- [DOCUMENT EXTRACT]:
+===+

The ZPB30A is essentially nothing more than a microprocessor-controlled 'power sink'. 'Sink' means that the device receives a certain current from the power source you have connected to the device. The microprocessor ensures that this current is constantly flowing, even when the voltage of the voltage source varies.
The ZPB30A has two modes of operation:
- Fun1
In this mode, the unit operates only as a constant current sink that loads the connected voltage source with a current adjustable between 200 mA and 9.99 A. Two displays show the current and terminal voltage of the connected voltage source. This mode is suitable for testing stabilized or non-stabilized power supplies. You can increase the current in a number of steps and read the voltage on the upper display. - Fun2
In this mode, the ZPB30A acts as a tester for accumulators and batteries. You set not only a discharge current, but also a voltage threshold equal to the voltage specified by the manufacturer when the accumulator or battery is fully discharged. Then start up the ZPB30A. The upper display shows the terminal voltage (V), the capacity (Ah) and the delivered energy (Wh). When the terminal voltage is equal to the threshold voltage, the ZPB30A stops loading the battery and you can read the total delivered capacity and the total delivered energy.

+===+

- [Records from a collection]:
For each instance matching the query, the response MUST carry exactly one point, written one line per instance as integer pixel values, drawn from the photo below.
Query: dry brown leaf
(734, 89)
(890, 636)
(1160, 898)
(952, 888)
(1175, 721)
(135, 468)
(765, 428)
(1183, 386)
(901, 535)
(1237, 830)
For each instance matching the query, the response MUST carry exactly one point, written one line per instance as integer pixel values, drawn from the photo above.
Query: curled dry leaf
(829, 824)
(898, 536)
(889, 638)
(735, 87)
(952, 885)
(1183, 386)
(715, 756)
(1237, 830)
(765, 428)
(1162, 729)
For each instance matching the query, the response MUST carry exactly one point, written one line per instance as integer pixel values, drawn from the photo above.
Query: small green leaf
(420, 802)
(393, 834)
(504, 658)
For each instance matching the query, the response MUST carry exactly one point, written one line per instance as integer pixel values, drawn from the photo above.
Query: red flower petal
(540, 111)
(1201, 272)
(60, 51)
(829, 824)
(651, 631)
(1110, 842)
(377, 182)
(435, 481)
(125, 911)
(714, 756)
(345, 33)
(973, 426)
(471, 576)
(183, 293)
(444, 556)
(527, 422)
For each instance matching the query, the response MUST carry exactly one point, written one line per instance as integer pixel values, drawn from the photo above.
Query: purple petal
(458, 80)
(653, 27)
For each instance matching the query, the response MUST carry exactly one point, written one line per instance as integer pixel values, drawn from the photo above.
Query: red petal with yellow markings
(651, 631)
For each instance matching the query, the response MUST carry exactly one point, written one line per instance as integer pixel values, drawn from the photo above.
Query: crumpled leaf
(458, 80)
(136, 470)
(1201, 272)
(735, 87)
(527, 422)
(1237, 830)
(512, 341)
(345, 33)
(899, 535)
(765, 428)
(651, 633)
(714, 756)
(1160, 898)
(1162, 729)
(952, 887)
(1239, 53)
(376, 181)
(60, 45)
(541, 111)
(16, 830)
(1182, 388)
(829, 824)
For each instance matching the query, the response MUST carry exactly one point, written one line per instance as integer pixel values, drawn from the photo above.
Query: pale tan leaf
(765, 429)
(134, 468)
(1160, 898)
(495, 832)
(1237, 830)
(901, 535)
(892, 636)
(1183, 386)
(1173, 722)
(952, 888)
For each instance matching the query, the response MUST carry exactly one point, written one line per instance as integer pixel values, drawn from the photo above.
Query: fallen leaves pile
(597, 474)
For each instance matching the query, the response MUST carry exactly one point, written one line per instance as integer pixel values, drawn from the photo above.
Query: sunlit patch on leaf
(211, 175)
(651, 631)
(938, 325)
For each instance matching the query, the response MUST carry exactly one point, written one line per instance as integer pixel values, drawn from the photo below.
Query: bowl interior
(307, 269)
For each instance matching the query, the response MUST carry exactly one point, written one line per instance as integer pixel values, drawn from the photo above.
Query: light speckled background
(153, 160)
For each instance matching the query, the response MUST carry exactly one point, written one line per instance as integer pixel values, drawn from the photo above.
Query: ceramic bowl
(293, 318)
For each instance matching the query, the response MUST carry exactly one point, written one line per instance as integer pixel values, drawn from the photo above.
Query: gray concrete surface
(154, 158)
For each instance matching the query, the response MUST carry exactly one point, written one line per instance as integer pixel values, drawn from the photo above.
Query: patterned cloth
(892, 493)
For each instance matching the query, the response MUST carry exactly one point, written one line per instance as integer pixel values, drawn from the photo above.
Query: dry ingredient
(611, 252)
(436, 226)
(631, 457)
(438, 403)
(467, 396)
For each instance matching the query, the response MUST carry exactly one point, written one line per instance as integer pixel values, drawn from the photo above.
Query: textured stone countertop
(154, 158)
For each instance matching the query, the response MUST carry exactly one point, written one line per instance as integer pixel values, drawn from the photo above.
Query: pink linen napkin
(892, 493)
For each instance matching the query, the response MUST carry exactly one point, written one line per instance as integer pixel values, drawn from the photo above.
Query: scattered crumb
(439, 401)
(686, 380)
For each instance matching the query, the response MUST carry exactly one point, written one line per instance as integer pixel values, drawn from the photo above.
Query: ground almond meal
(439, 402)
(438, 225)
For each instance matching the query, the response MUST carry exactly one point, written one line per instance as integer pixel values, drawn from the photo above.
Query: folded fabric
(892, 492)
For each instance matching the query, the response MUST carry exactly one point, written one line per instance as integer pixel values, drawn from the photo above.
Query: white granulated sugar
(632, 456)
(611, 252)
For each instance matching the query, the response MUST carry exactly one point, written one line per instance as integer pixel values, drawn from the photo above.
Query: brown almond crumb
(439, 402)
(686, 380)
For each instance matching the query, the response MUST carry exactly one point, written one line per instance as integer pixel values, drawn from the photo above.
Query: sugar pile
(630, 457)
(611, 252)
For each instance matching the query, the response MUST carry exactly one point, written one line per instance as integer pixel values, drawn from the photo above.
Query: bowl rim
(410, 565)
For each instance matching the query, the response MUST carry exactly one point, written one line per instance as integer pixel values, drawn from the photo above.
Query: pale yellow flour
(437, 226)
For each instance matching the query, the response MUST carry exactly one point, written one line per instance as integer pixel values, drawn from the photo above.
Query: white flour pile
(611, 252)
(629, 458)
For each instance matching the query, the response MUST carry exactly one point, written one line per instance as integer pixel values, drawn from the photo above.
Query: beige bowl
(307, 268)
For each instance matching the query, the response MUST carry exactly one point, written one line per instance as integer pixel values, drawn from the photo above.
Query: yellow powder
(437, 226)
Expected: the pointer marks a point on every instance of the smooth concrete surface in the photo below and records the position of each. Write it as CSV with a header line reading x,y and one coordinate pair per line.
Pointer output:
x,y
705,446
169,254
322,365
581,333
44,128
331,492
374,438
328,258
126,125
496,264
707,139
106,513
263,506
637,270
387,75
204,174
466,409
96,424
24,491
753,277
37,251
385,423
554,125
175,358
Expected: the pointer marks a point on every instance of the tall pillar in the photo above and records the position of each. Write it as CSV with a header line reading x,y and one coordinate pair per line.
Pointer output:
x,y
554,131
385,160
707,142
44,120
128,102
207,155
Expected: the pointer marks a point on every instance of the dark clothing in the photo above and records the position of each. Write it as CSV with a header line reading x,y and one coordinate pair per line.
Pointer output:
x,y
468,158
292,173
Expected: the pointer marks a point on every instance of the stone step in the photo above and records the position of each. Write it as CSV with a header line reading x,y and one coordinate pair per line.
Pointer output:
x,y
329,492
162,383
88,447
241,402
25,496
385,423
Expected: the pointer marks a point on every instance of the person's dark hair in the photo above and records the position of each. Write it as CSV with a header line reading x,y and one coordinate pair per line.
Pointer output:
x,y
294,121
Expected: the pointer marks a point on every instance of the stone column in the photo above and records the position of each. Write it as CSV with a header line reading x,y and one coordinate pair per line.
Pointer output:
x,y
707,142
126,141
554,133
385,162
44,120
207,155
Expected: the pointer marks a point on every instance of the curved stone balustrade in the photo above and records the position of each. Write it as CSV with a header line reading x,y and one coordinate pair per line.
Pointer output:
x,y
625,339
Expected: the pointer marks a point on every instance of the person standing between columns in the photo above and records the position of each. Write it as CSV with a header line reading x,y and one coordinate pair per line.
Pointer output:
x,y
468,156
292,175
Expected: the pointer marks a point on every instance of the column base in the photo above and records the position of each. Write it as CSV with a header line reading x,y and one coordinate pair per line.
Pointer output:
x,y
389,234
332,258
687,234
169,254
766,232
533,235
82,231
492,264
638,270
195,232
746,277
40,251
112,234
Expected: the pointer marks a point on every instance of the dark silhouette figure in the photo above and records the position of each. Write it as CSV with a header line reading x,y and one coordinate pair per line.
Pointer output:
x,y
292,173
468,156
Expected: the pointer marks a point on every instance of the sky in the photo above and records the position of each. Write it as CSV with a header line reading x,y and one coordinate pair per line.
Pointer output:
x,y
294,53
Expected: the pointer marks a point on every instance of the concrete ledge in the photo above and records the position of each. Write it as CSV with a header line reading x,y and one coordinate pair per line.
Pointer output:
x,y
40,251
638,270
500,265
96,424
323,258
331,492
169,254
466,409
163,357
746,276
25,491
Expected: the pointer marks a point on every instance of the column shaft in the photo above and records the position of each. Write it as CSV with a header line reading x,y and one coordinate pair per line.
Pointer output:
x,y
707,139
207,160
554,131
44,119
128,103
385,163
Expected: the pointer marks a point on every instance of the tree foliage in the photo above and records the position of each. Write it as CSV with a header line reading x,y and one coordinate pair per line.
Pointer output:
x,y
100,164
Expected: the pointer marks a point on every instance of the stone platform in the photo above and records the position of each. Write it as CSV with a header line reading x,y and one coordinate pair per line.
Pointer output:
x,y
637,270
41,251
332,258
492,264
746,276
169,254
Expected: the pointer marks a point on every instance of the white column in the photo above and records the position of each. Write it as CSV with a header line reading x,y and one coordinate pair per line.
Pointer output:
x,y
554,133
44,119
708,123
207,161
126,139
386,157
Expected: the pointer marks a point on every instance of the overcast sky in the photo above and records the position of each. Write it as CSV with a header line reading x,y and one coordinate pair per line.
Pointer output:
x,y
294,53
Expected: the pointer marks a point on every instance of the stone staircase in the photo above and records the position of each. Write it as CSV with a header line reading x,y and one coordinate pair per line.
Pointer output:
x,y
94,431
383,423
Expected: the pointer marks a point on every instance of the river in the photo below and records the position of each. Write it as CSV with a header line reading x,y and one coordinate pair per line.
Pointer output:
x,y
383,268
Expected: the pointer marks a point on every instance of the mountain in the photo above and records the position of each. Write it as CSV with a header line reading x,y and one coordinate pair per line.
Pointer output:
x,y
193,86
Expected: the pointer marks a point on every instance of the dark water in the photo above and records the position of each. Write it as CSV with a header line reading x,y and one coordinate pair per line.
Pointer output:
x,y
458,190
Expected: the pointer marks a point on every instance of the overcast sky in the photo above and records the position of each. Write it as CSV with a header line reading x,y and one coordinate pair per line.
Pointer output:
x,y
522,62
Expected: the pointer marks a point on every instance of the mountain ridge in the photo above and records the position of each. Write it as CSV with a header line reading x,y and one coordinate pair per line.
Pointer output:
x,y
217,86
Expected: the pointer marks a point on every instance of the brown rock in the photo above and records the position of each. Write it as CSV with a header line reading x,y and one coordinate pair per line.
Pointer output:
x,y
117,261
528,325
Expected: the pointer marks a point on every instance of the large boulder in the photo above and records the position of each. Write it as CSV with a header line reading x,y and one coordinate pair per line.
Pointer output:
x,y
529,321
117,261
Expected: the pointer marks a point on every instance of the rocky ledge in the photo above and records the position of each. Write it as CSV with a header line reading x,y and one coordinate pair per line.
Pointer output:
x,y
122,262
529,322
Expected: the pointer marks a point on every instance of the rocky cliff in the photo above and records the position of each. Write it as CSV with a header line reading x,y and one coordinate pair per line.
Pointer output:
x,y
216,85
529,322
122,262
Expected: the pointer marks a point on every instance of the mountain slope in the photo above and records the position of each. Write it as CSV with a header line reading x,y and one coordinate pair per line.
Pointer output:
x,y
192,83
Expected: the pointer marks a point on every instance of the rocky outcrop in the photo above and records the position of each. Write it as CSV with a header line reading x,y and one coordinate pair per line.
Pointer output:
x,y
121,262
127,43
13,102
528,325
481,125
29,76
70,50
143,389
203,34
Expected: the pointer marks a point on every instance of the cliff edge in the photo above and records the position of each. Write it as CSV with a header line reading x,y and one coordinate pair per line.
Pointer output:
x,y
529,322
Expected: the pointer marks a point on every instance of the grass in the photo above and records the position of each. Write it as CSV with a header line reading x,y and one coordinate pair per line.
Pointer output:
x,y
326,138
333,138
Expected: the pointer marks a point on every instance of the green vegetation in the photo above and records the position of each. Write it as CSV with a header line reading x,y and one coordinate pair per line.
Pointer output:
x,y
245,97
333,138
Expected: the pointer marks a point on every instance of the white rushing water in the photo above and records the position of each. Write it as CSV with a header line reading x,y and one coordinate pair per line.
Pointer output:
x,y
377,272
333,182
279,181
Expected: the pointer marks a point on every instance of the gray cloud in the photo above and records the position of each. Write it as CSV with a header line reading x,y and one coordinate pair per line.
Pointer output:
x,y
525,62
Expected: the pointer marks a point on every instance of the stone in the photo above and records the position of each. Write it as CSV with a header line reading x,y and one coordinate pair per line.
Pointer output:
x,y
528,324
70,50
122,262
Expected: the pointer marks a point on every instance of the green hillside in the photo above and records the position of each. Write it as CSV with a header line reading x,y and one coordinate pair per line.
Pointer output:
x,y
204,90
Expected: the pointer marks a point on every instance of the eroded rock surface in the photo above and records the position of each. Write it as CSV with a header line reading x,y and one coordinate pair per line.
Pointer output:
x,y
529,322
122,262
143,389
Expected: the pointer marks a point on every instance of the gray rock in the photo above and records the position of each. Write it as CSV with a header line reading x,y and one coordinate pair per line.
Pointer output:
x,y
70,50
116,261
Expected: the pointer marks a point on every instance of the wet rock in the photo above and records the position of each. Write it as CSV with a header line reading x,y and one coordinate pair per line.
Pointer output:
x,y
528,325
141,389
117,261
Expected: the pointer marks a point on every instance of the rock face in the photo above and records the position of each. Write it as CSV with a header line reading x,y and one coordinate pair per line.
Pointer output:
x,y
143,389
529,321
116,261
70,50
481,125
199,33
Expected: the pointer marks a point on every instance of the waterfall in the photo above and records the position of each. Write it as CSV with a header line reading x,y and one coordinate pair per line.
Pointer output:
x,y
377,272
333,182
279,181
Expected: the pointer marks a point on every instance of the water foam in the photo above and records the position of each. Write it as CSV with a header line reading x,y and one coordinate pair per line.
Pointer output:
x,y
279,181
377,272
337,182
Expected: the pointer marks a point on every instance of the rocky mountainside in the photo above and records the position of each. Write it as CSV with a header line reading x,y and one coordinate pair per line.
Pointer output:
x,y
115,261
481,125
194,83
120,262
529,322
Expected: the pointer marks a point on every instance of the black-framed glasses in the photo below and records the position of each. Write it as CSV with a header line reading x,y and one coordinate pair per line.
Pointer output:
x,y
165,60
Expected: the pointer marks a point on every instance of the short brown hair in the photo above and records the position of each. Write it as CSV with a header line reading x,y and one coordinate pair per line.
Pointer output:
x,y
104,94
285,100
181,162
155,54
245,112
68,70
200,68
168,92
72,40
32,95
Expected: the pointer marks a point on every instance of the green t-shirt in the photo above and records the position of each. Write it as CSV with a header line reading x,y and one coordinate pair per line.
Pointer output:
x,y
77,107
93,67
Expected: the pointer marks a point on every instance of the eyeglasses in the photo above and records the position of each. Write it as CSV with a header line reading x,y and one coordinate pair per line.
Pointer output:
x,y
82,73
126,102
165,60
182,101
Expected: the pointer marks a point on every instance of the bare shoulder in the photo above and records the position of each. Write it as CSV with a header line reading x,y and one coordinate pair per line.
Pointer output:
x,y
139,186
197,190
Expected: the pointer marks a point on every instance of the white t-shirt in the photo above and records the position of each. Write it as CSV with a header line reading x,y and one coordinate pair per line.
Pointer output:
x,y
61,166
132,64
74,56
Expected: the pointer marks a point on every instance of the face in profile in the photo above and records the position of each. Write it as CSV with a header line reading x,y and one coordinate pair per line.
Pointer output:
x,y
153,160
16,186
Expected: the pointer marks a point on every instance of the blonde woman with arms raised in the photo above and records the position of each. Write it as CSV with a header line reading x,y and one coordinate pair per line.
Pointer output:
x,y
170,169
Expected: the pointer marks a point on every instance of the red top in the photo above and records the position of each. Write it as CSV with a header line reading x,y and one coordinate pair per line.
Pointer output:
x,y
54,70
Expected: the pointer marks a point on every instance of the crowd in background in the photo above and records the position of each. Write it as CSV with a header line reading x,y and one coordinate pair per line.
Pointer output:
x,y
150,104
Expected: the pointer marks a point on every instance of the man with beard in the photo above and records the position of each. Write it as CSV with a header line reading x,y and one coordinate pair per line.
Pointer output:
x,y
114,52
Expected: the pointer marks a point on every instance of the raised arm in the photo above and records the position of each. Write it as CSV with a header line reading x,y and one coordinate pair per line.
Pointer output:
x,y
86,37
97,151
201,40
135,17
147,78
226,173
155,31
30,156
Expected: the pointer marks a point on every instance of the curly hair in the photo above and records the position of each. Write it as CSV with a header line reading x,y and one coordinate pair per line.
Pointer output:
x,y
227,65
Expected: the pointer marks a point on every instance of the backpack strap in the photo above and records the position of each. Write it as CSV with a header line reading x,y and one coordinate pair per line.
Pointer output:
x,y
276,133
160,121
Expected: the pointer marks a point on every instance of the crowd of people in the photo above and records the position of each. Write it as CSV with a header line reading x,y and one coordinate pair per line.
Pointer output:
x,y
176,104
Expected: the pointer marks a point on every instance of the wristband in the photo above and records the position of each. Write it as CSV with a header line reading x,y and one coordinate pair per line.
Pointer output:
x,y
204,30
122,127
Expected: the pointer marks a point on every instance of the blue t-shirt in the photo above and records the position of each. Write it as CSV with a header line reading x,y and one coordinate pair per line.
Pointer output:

+===+

- [REQUIREMENTS]:
(1) Condense the paragraph of the ZPB30A description that begins "The ZPB30A is essentially nothing more" into one or two sentences, keeping its main facts.
(2) Pull out every line of the records above that contains the string "bowl", treating uppercase and lowercase as different.

- [PER-TASK OUTPUTS]:
(1) The ZPB30A is a microprocessor-controlled power sink that draws a set current from the connected power source. The microprocessor keeps that current flowing constantly even when the source voltage varies.

(2)
Query: bowl interior
Query: ceramic bowl
Query: bowl rim
Query: beige bowl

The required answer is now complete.